= Problem to work on =
Reproduce the lines of the material below verbatim, starting at the line that contains "Would you kindly pick out the handbag" and ending at the end of the material, and leave the pictures out.

= Provided records =
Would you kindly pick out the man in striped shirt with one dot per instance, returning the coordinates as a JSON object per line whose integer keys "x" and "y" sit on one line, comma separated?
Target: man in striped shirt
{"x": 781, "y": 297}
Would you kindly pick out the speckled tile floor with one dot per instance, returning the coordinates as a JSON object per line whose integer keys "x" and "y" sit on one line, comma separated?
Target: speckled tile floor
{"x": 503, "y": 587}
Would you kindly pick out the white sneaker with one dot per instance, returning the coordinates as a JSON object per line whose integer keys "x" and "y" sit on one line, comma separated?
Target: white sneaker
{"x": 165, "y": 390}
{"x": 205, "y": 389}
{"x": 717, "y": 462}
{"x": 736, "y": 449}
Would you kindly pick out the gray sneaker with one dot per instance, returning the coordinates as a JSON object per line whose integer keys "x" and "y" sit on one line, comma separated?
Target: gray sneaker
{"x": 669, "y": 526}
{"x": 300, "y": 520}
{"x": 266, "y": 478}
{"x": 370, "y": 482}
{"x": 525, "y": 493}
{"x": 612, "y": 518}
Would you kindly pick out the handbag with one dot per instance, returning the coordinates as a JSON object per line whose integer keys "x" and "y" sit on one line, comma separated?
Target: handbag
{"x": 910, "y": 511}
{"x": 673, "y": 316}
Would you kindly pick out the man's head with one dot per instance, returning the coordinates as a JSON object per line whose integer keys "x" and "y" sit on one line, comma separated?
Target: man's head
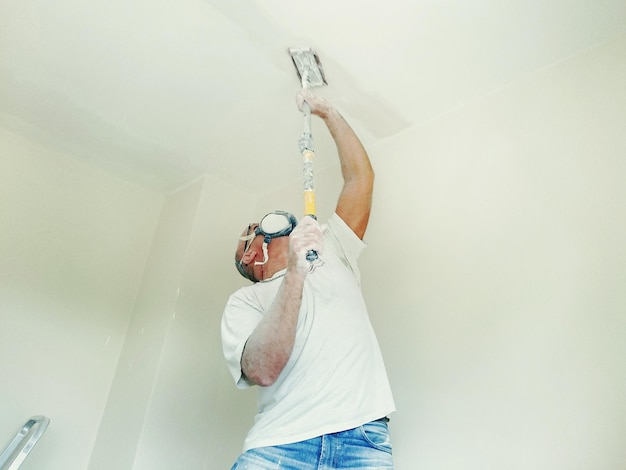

= Task response =
Would you kindly pick out the handbag with one dot per instance, returning the coordinates as a JSON object per line whose integer keys "x" and "y" sit on one line, comma separated?
Target: handbag
{"x": 910, "y": 511}
{"x": 673, "y": 316}
Would you kindly pick out the man's head with one dot per instance, returning the coordinates as a JSON object per line whose integer keys "x" and "y" sit on one line, comma separated?
Target: man's head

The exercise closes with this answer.